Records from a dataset
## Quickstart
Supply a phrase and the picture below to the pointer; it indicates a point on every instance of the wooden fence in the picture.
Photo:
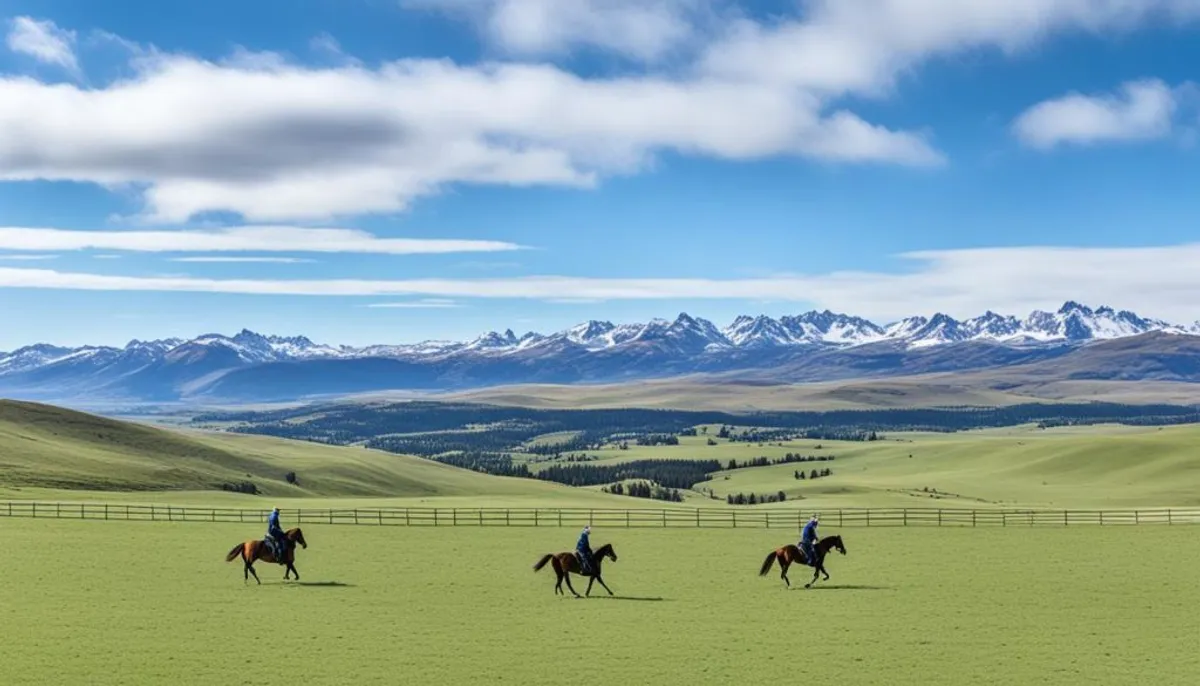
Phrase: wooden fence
(725, 518)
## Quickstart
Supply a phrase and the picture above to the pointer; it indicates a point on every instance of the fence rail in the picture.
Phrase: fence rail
(729, 518)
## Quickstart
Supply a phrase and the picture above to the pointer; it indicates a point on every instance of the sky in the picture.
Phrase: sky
(395, 170)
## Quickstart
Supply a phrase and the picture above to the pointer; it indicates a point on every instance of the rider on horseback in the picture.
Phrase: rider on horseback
(808, 541)
(583, 551)
(275, 535)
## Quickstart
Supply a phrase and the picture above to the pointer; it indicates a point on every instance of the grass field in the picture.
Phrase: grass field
(47, 451)
(1003, 386)
(57, 455)
(151, 603)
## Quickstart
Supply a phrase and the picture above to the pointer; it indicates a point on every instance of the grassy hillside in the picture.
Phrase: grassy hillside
(976, 389)
(48, 447)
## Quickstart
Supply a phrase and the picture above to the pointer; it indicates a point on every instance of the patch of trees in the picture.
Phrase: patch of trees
(645, 489)
(658, 439)
(498, 464)
(240, 487)
(433, 428)
(786, 459)
(753, 499)
(666, 473)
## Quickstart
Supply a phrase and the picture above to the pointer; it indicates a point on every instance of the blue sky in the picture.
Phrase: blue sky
(393, 170)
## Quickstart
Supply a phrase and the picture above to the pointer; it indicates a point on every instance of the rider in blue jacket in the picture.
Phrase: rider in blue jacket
(808, 541)
(275, 534)
(583, 549)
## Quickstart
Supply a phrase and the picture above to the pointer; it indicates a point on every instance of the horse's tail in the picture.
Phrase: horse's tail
(767, 564)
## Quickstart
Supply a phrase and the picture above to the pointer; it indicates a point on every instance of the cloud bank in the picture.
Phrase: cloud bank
(273, 140)
(238, 239)
(1161, 282)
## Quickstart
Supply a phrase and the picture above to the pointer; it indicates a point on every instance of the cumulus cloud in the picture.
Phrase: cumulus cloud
(1156, 281)
(863, 46)
(43, 41)
(274, 142)
(238, 239)
(640, 29)
(1140, 110)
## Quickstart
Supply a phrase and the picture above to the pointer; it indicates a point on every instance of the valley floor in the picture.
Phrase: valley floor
(151, 603)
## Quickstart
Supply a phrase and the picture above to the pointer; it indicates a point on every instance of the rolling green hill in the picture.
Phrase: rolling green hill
(48, 447)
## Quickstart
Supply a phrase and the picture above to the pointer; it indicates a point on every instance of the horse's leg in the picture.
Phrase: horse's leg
(568, 577)
(816, 570)
(599, 578)
(250, 567)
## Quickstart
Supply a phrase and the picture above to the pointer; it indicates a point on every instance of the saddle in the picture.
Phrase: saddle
(585, 563)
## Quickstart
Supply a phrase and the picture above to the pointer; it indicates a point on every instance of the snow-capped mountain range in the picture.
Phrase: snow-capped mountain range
(250, 363)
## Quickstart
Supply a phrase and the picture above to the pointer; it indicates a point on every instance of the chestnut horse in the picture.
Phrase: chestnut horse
(567, 563)
(258, 549)
(792, 554)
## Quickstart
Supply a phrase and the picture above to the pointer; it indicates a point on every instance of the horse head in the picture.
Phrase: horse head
(297, 536)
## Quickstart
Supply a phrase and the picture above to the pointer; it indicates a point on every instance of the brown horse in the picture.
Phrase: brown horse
(567, 563)
(258, 549)
(792, 554)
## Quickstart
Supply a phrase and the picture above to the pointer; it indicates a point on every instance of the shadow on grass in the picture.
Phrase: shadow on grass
(318, 584)
(844, 588)
(637, 599)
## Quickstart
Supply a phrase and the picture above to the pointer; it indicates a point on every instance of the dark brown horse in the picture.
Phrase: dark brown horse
(567, 563)
(791, 554)
(258, 549)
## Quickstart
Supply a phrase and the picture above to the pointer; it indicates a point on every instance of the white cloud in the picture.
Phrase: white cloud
(244, 259)
(28, 257)
(237, 239)
(1158, 282)
(43, 41)
(640, 29)
(424, 304)
(275, 142)
(863, 46)
(1140, 110)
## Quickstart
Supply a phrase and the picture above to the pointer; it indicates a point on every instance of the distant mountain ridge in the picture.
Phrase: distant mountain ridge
(814, 345)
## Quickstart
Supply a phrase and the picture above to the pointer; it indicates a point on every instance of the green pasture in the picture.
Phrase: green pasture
(154, 602)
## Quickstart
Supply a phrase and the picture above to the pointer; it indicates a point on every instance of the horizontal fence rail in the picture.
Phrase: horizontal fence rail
(678, 518)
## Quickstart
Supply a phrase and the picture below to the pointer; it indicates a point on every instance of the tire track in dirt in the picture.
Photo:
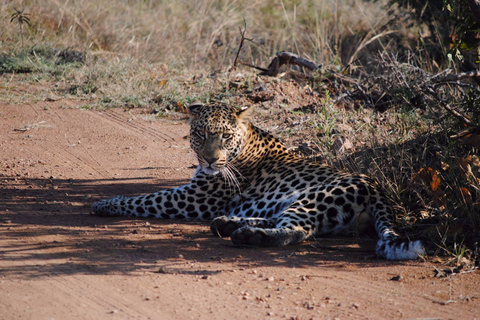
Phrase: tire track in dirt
(134, 126)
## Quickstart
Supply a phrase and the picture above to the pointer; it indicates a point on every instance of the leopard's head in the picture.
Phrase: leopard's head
(217, 134)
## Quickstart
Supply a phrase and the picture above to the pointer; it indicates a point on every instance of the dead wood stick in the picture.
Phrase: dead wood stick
(445, 105)
(455, 77)
(242, 34)
(287, 58)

_Written exercise_
Generate a word-for-word copy of the preceding records, excluding all pictures.

_Complete answer_
## Quickstart
Supply a phrase and the picture below to the pointer; it indicates a point on every instance of the wooden fence in the picture.
Photo:
Phrase: wooden fence
(725, 518)
## Quickstart
Supply a phrase and the picture above to the pointer; it indicates a point on every instance of the fence rail in the picture.
Phrase: fence rail
(729, 518)
## Quickstart
Supply a phrase and the picture above to the pointer; it indicates a point on every instance of the sky in the picture.
Phrase: sky
(395, 170)
## Quickstart
Supply a phrase and the picture above to the pointer; it indicates a point on every instance of the rider on horseback in the picture.
Phrase: rider on horseback
(808, 541)
(583, 551)
(275, 535)
## Quickstart
Supply a phrase and the picture above to the pointer; it indicates a point on every instance of the grass field in the picture.
Phrase: grass field
(47, 451)
(1003, 386)
(57, 455)
(151, 603)
## Quickstart
Supply a phrase and the picture above to the pointer; it indicates a point on every instance of the grassy hillside in the picture.
Phrase: grassy hillside
(976, 389)
(48, 447)
## Quickstart
Supply a phrase and the picture above to the pointer; it indicates a point on every instance of the patch of trees in the picture.
Phrase: patch of trees
(645, 489)
(658, 439)
(498, 464)
(240, 487)
(433, 428)
(786, 459)
(753, 499)
(666, 473)
## Quickstart
Supply a phrase and the picture above to the pointer; it indicates a point on every instance of the blue sky in the picture.
Phrase: blue sky
(393, 170)
## Quickstart
Supply a phrase and the picture above to the pointer; it indicates a point on every instance of the rider in blue jacket in the picture.
Phrase: rider in blue jacket
(808, 541)
(275, 534)
(583, 549)
## Quickstart
Supply a phrase and the picture above to the pointer; it indicates a point on every instance of the horse's tail in the picture.
Phrase: horse's tail
(767, 564)
## Quickstart
Supply a phrase and the picture above to the pointer; it indicates a point on every instance of the cloud bank in the picture.
Phrase: cloud bank
(273, 140)
(238, 239)
(1161, 282)
## Quickstart
Supply a phrase and the picture above to the pointer; it indicates a point on every instance of the cumulus cloud in the picture.
Phrase: cumulus cloud
(1156, 281)
(863, 46)
(43, 41)
(274, 142)
(238, 239)
(640, 29)
(1140, 110)
## Quickstart
Supply a phrase and the picture above to the pointer; it indicates a point on every instance of the valley floor in the picture.
Phrase: valley floor
(151, 603)
## Quickstart
Supply a phrase and the picture above to the pointer; it indicates a point on every instance of the rolling green hill in the picture.
Phrase: rolling green hill
(48, 447)
## Quickstart
Supply a phrase and the picture above to the pointer; it indicates a point on every instance of the horse's leg in the picture.
Phrase: horse's leg
(568, 577)
(816, 570)
(599, 578)
(250, 567)
## Quickstart
Supply a phrase and the picture above to the pointer; it indicates a point on every instance of the saddle in the picture.
Phrase: saddle
(585, 563)
## Quickstart
Supply a phrase and the picture above to the pointer; it indicates a point on every instance of the snow-capped mountain range in the picture.
Phrase: snow-capped mountain range
(250, 363)
## Quickstart
Supply a phrase and the picture above to the pointer; it indicates a point on every instance of the chestnut horse in the picture.
Phrase: chestnut horse
(567, 563)
(258, 549)
(792, 554)
## Quickstart
Supply a phrase and the picture above to the pointer; it indicates a point on every instance of the horse head in the picture.
Phrase: horse head
(297, 536)
## Quickstart
Supply a phrase and the picture above to the pointer; it indicates a point on every instance of the brown horse in the picture.
Phrase: brown horse
(567, 563)
(258, 549)
(792, 554)
## Quickstart
Supply a phrase and the picture above to the pointer; it indicates a point on every instance of the shadow on grass in the picture.
Phrase: shadow on grass
(318, 584)
(844, 588)
(637, 599)
## Quickstart
Supply a phrase and the picture above to the pointer; it indicates a point on every instance of the dark brown horse in the picture.
Phrase: dark brown horse
(567, 563)
(791, 554)
(258, 549)
## Quickstart
Supply a phrase and the picture above to the pointer; it indicates a point on every instance of the white cloud in the picture.
Phrase: white cloud
(244, 259)
(28, 257)
(237, 239)
(1158, 282)
(43, 41)
(640, 29)
(424, 304)
(275, 142)
(863, 46)
(1140, 110)
## Quickstart
Supply a phrase and the picture above to the pointer; it indicates a point on every instance of the distant mountain ridge in the picture.
Phrase: distant mountain ridge
(814, 345)
## Quickstart
Supply a phrase and the picture above to the pointer; it indicates a point on every instance of the green pasture in the picture.
Phrase: green pasture
(154, 602)
## Quickstart
Supply a phrase and the picture above to the pointer; it indicates a point on every instance of the horizontal fence rail in the picture.
Phrase: horizontal fence rail
(678, 518)
## Quickstart
Supply a phrase and the picture below to the pointer; it indicates a point on every instance of the tire track in dirt in the picture.
Photo:
Phrase: tire track in dirt
(134, 126)
## Quickstart
Supply a phrase and the picture above to the pointer; it indicates a point on every instance of the leopard's head in the picture.
Phrase: leopard's head
(217, 134)
## Quickstart
Supply a phrase and the picture above to the pointer; it indicates a point on every instance of the dead wood stick in the picture.
Phrase: dead wood stick
(445, 105)
(455, 77)
(242, 34)
(287, 58)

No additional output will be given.